Не менее красноречив и смел был и сам Каляев:
– Я не подсудимый перед вами, я ваш пленник. Мы – две воюющие стороны. Вы – представители императорского правительства, наёмные слуги капитала и насилия. Я – один из народных мстителей, социалист и революционер. <…> Вы объявили войну народу, мы приняли вызов!.. Суд, который меня судит, не может считаться действительным, ибо судьи являются представителями того правительства, против которого борется партия социалистов-революционеров.
Но пламенные речи не повлияли на участь подсудимого. Особое присутствие признало его виновным и приговорило, по лишении всех прав состояния, к смертной казни через повешение70.
30 апреля 1905 г. в Петербурге Кассационным департаментом по уголовным делам Сената была рассмотрена кассационная жалоба Каляева, поддерживаемая присяжными поверенными М. Л. Мандельштамом и В. В. Беренштамом71 (В. А. Жданов не смог принять участия). Жалоба была отклонена, смертный приговор И. П. Каляеву оставлен в силе. 10 мая 1905 года он был приведен в исполнение на эшафоте в Шлиссельбургской крепости. Там же Каляев был и похоронен без креста недалеко от Королевской башни72.
В одном из эпизодов своего романа «Присяжный поверенный», приведя разговор юной барышни с В. А. Ждановым, Никита Филатов художественно продемонстрировал отношение в то время определенной части граждан к защитникам «насильников, убийц и погромщиков»:
«Санкт-Петербург, девятьсот пятый год… Подошедшая к столику барышня была очень юной и даже, пожалуй, красивой. Бледность кожи ее оттеняли большие глаза и иссиня-черные волосы, аккуратно уложенные в стиле bouffant, в точности, как на модных гравюрах известного иллюстратора Чарльза Гибсона. Очень строгое, темное платье с белым кружевным воротничком, из украшений одна только брошь – хоть и не дорогая, но очень приличная…
– Вы – присяжный поверенный Жданов?
– Совершенно верно, сударыня, – Владимир Анатольевич приподнялся со стула. – Чем могу служить?
– Вы – подлец и мерзавец!
– Простите, сударыня?
– Только недостойный человек способен защищать от правосудия грязных насильников, убийц и погромщиков!
Несколько бесконечно томительных, долгих мгновений прекрасная барышня простояла, не двигаясь, в ожидании, очевидно, какой-то реакции. Не дождавшись, она еще раз смерила Владимира Анатольевича уничижительным взглядом, и направилась обратно, к своему столику, за которым ее поджидала компания единомышленников.

···

* _ЗАДАНИЕ_: Продолжите текст о суде над Каляевым и присяжном поверенном Жданове сразу после последнего приведённого в нём предложения.

* _СОСТАВ НАБОРА ДАННЫХ_:

···

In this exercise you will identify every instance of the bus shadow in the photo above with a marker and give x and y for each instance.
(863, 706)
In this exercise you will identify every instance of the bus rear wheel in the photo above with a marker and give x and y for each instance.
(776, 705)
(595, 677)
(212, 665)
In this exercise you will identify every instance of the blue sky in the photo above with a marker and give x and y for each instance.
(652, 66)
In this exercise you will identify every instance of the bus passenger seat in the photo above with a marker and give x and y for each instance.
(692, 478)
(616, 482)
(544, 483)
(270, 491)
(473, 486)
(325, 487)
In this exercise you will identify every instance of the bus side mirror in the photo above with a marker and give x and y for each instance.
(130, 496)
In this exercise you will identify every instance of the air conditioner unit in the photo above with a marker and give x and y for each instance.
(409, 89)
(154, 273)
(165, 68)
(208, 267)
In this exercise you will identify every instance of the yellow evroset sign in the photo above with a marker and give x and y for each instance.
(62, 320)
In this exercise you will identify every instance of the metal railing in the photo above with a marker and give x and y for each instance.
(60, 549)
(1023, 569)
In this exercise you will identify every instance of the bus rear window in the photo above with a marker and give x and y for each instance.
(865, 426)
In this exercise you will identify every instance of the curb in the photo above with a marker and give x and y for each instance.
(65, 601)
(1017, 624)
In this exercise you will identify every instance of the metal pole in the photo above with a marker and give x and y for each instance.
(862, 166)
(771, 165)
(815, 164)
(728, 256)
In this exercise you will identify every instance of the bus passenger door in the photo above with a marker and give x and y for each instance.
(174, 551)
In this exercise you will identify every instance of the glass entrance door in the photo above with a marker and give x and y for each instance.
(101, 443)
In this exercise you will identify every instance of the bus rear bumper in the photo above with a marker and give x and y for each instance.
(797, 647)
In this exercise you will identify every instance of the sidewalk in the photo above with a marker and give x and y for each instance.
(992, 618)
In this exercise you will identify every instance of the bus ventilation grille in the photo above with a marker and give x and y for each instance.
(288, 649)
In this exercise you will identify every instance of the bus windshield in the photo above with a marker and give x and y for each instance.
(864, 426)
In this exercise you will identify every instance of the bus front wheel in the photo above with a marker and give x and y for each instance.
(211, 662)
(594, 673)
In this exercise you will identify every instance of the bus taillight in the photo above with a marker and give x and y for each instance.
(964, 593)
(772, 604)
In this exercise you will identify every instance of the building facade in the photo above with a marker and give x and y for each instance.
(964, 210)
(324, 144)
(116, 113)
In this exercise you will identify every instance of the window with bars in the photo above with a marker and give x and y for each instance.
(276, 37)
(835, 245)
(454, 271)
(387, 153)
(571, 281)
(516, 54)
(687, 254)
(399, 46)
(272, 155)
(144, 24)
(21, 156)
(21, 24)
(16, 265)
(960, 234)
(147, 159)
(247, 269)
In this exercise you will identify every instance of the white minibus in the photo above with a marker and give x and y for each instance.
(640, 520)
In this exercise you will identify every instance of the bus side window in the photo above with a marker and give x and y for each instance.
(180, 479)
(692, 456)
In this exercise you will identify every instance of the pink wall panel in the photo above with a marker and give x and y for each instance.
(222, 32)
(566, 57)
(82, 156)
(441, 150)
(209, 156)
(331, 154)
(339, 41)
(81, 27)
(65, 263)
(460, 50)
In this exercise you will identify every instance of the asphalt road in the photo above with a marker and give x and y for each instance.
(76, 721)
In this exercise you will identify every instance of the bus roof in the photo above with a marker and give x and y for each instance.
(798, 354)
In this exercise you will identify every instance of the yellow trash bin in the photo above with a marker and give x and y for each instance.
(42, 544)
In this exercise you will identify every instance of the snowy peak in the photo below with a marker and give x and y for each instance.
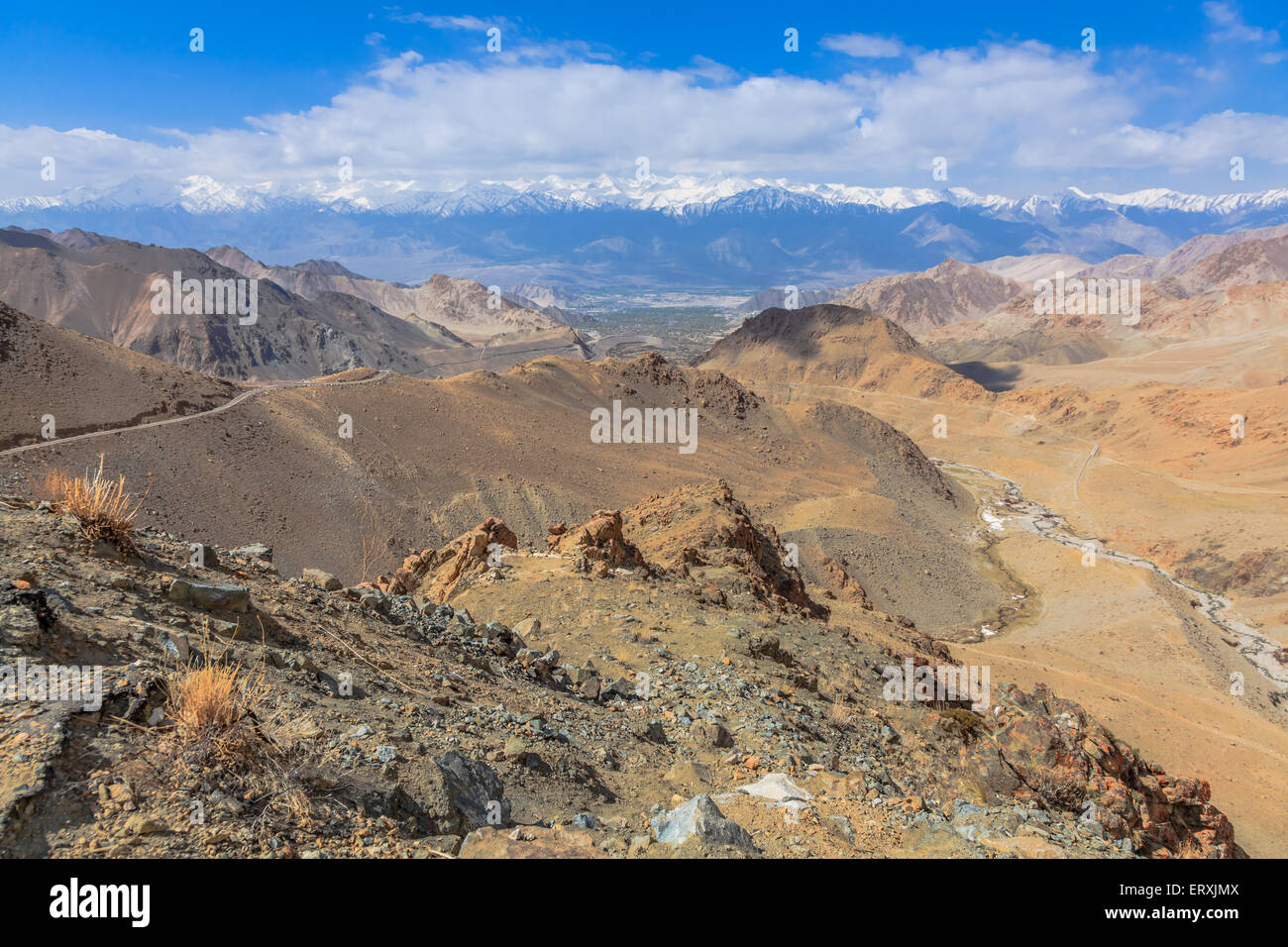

···

* _ОЖИДАЕМЫЙ ОТВЕТ_:
Компания эта, из четырех человек, встретила героиню аплодисментами. Громче всех бил в ладоши высокий, прыщавый юнец в студенческой тужурке. Не отставал от него также тип с большим носом, у которого из-под расстегнутых пуговиц косоворотки выбивалась наружу густая кавказская поросль. Другой их приятель, тщедушный и лысоватый, в пенсне, тоже хлопал – однако чуть-чуть осторожнее, с некоторой оглядкой на официантов. Вместе с мужчинами, едва ли не в одну силу с ними, аплодировала своей подруге еще одна особа дамского пола – совершенно невыразительное создание с круглым лицом засидевшейся в девках поповны.
– Прикажете-с вызвать городового? – Склонился над ухом Владимира Анатольевича возникший, как из-под земли, распорядитель.
Обычно знаменитая кондитерская Кочкурова на Итальянской улице, куда присяжный поверенный Жданов привел на завтрак своего приятеля, весьма дорожила своей репутацией, обслуживала только приличную публику, и никаких нарушений порядка по отношению к посетителям не допускала.
– Не надо, голубчик. Пустое…
Владимир Анатольевич сделал жест, будто бы отгоняя от себя насекомое. После чего посмотрел на встревоженное лицо гостя, Виктора Андреевича Кудрявого, приехавшего в Петербург из Вологды по делам земства:
– Да вы кушайте, кушайте, Виктор Андреевич. Здесь прекрасно готовят суфле!
– Благодарствуйте… – усмехнулся Кудрявый. – Интересно, я вижу, в столице живется.
– Хорошо, хоть по физиономии не размахнулась. Или еще чего похуже…»73.
В 1906 году В. А. Жданову пришлось защищать и вышеупомянутого Б. В. Савинкова.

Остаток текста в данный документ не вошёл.